> Consigne: Recopiez intégralement, s'il vous plaît, l'extrait ci-dessous sur le succès du film Un p'tit truc en plus, sans y changer un seul mot.

> Texte source:
Sans compter qu'Artus a multiplié les courtes vidéos avec toute son équipe, pour montrer au public les coulisses de cette promo exceptionnelle à bord du "tourbus".
Donner envie de revenir au cinéma
Après son excellent démarrage lors du jour férié du 1er mai, le film a cartonné partout en France, battant record sur record. Il a gagné du public au fil de l'augmentation de son nombre d'écrans, franchissant systématiquement la barre du million d'entrées par semaine durant six d'affilée. Rapidement devenu le plus gros succès de 2024 en France (devant Dune 2), le bouche à oreilles s'est amplifié, Artus a multiplié les plateaux de télévision et les radios pour le défendre, et il a aussi pu monter les marches en compagnie de tous ses comédiens. Au bout d'un mois, ce succès de province a déteint sur Paris et sa banlieue, passant également en tête du top là-bas.
Ce dont Forette et Wong sont le plus fier, c'est qu'Un p'tit truc en plus ait su ramener en salles des spectateurs qui ne s'y rendaient plus depuis longtemps. Parmi ses records, la comédie a d'ailleurs atteint des scores pré-Covid très élevés, et elle a été vue aussi bien par des jeunes que des personnes âgées, des femmes comme des hommes, des familles...
"Ça nous a réchauffé le cœur de lire les avis de tous ces gens à la sortie du cinéma, qui disaient qu'ils ne s'étaient pas rendus en salles depuis longtemps mais que ce film leur avait donné envie de revenir", confient-il au média américain.
Et maintenant, un succès international ?
Rien qu'avec ses entrées françaises, Un p'tit truc en plus comptabilise 64 millions de dollars de recettes. Il figure ainsi dans le top 10 des plus gros succès du moment depuis 7 semaines. Face au phénomène, des distributeurs étrangers commencent à s'y intéresser.

> Jeu de données:

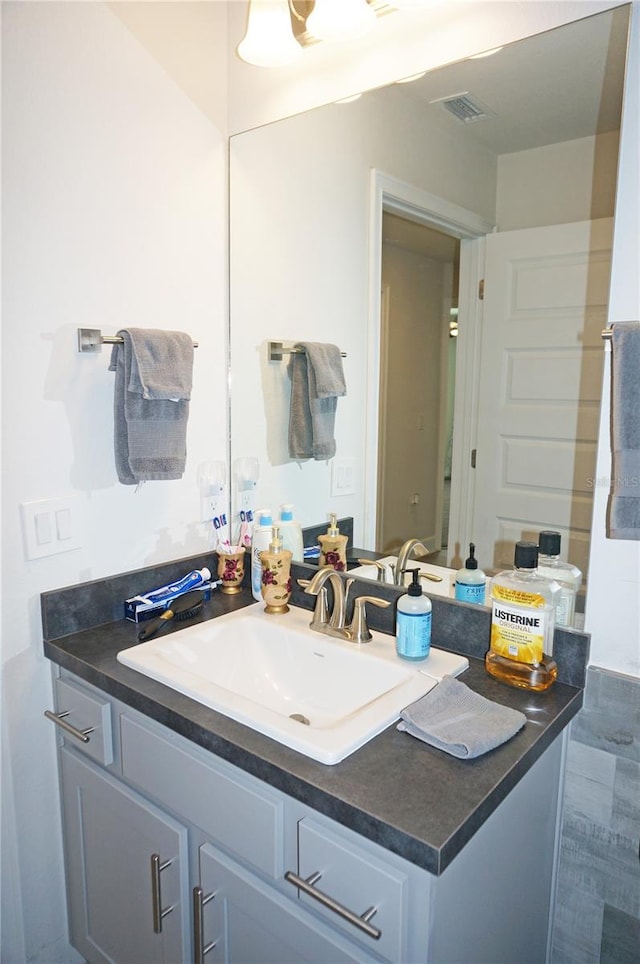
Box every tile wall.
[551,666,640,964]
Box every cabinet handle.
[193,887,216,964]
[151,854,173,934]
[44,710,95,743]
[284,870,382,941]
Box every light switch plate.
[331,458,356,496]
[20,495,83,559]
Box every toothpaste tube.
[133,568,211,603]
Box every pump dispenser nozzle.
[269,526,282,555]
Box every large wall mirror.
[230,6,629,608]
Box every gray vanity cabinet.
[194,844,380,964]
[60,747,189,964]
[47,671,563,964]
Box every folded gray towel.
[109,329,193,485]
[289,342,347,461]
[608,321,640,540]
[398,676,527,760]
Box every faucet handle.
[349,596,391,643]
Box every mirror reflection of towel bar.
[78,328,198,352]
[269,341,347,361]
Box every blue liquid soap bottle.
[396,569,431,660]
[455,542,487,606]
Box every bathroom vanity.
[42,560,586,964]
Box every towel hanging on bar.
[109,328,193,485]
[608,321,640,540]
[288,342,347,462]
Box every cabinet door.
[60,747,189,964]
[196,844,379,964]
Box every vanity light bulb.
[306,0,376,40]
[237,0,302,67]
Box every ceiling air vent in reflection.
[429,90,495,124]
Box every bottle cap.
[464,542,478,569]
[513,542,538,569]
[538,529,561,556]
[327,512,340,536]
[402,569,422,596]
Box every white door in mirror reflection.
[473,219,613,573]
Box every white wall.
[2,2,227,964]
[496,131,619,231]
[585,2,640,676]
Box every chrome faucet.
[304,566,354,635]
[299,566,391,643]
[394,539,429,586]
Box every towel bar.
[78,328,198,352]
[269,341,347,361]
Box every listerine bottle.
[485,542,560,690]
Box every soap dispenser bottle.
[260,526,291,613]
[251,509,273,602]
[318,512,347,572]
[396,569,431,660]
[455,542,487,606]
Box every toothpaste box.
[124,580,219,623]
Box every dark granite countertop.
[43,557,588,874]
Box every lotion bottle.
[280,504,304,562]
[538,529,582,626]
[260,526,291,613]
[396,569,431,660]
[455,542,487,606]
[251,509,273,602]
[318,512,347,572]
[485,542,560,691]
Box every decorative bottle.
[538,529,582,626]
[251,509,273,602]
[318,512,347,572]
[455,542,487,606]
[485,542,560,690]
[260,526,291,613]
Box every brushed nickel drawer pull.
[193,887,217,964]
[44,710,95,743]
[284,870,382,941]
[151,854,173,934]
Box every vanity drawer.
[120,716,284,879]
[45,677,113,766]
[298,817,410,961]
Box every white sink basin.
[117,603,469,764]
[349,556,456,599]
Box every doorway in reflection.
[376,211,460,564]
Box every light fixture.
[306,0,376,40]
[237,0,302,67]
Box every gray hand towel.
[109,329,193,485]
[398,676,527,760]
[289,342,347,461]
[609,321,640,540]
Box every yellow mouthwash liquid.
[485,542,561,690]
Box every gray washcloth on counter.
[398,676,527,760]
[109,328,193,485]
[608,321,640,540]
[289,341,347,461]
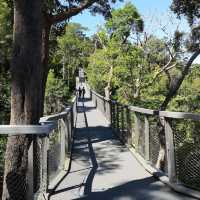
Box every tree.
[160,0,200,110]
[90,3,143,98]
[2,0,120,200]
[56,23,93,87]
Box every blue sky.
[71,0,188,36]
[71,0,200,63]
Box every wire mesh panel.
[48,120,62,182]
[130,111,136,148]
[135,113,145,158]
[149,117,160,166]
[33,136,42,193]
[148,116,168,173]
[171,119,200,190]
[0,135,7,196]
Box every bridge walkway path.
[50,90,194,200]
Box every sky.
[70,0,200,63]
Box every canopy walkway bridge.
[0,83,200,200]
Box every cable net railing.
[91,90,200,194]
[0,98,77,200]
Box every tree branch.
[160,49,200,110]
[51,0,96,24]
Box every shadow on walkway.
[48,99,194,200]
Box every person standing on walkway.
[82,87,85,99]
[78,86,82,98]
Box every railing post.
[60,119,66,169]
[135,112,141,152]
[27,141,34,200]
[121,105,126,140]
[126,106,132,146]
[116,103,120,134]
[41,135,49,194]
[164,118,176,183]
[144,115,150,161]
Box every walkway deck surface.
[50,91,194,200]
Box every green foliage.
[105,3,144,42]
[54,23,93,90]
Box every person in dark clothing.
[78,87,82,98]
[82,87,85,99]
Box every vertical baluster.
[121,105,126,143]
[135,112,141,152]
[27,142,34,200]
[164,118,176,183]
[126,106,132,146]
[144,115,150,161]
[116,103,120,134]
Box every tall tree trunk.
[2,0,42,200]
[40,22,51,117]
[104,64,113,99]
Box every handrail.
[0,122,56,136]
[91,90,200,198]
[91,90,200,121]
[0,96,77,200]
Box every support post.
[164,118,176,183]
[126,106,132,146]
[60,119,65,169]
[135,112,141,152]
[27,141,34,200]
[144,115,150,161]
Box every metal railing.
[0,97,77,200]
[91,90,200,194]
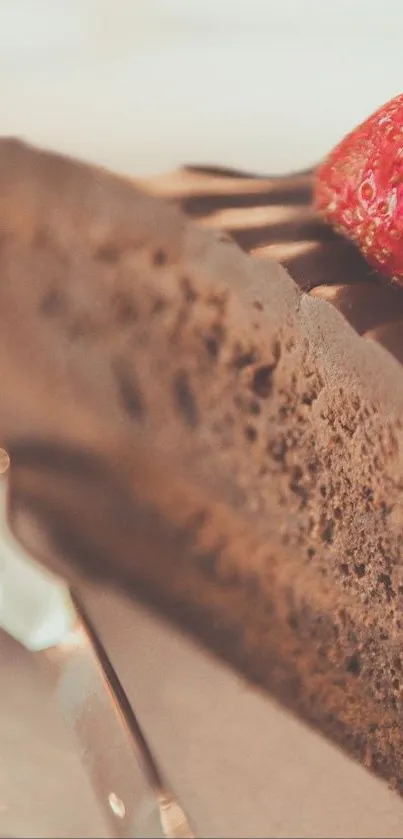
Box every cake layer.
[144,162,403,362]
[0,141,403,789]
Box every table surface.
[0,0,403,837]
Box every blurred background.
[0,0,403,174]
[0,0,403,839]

==

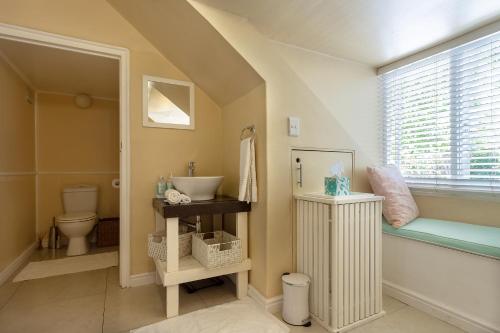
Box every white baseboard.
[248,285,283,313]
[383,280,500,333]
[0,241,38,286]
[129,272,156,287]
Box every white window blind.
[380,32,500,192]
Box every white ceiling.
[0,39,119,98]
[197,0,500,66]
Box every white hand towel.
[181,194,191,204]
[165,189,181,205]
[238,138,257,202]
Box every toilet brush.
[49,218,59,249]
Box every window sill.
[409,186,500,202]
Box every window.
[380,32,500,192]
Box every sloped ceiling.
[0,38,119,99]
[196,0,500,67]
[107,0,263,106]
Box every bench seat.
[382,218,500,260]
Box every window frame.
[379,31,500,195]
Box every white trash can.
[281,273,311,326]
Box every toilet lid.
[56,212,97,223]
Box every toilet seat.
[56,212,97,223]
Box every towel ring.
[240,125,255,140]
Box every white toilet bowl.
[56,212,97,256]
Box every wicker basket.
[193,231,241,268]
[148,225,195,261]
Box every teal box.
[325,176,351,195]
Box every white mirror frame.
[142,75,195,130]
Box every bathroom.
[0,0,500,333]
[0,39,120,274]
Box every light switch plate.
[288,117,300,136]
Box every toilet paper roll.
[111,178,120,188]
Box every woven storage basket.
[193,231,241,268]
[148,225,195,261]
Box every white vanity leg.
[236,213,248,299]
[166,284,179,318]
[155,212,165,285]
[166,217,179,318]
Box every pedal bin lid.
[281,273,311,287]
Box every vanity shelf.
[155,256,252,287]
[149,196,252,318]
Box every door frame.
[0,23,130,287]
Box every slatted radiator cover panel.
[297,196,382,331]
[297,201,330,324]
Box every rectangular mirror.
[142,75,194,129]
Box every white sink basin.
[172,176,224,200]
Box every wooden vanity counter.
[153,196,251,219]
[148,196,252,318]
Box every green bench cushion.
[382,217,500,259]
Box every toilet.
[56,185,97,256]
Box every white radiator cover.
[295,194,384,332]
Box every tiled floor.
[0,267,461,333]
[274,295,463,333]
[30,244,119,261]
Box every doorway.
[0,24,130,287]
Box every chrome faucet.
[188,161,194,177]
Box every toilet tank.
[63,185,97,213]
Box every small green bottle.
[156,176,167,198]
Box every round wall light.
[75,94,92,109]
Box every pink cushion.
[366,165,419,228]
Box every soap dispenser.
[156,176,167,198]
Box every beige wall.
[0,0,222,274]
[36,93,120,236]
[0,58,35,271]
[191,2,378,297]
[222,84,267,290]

* * *

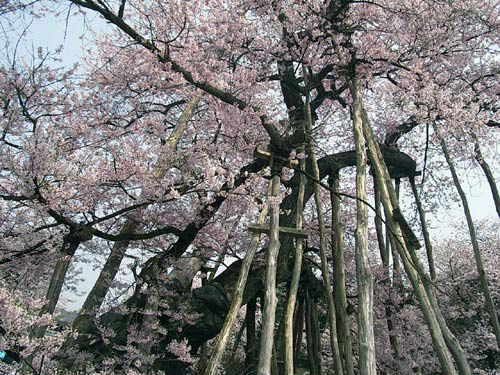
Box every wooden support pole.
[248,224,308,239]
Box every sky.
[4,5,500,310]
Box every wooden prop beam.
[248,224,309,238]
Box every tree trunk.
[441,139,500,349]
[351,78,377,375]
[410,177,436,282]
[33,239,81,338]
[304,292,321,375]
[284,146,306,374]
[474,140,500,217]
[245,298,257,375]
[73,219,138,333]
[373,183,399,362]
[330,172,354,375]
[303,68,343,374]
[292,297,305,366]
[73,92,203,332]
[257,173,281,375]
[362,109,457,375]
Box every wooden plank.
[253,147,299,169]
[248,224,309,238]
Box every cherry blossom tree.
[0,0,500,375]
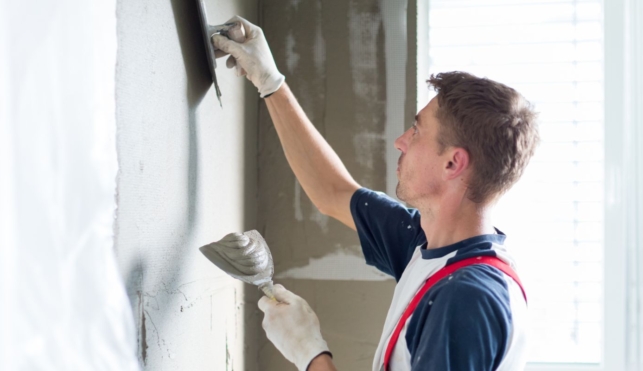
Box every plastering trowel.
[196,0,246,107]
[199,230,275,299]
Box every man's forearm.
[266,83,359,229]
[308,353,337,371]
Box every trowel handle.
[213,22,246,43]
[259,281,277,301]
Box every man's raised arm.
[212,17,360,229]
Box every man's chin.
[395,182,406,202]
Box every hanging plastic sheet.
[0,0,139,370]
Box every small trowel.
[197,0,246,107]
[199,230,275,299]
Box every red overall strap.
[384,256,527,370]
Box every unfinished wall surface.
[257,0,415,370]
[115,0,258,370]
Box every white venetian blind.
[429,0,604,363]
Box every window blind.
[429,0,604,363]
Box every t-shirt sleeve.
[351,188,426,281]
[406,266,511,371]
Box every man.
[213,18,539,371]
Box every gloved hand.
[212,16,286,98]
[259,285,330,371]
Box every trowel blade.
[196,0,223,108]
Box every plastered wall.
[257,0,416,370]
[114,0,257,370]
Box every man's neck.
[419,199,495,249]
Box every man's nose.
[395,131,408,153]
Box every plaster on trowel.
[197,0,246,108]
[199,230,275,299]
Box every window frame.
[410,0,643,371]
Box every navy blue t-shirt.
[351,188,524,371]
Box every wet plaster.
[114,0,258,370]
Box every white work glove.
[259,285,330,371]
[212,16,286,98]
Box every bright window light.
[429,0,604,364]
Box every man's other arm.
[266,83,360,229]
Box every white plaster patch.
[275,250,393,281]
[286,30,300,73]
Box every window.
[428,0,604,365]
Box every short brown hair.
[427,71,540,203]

> Résultat:
Sans compter qu'Artus a multiplié les courtes vidéos avec toute son équipe, pour montrer au public les coulisses de cette promo exceptionnelle à bord du "tourbus".
Donner envie de revenir au cinéma
Après son excellent démarrage lors du jour férié du 1er mai, le film a cartonné partout en France, battant record sur record. Il a gagné du public au fil de l'augmentation de son nombre d'écrans, franchissant systématiquement la barre du million d'entrées par semaine durant six d'affilée. Rapidement devenu le plus gros succès de 2024 en France (devant Dune 2), le bouche à oreilles s'est amplifié, Artus a multiplié les plateaux de télévision et les radios pour le défendre, et il a aussi pu monter les marches en compagnie de tous ses comédiens. Au bout d'un mois, ce succès de province a déteint sur Paris et sa banlieue, passant également en tête du top là-bas.
Ce dont Forette et Wong sont le plus fier, c'est qu'Un p'tit truc en plus ait su ramener en salles des spectateurs qui ne s'y rendaient plus depuis longtemps. Parmi ses records, la comédie a d'ailleurs atteint des scores pré-Covid très élevés, et elle a été vue aussi bien par des jeunes que des personnes âgées, des femmes comme des hommes, des familles...
"Ça nous a réchauffé le cœur de lire les avis de tous ces gens à la sortie du cinéma, qui disaient qu'ils ne s'étaient pas rendus en salles depuis longtemps mais que ce film leur avait donné envie de revenir", confient-il au média américain.
Et maintenant, un succès international ?
Rien qu'avec ses entrées françaises, Un p'tit truc en plus comptabilise 64 millions de dollars de recettes. Il figure ainsi dans le top 10 des plus gros succès du moment depuis 7 semaines. Face au phénomène, des distributeurs étrangers commencent à s'y intéresser.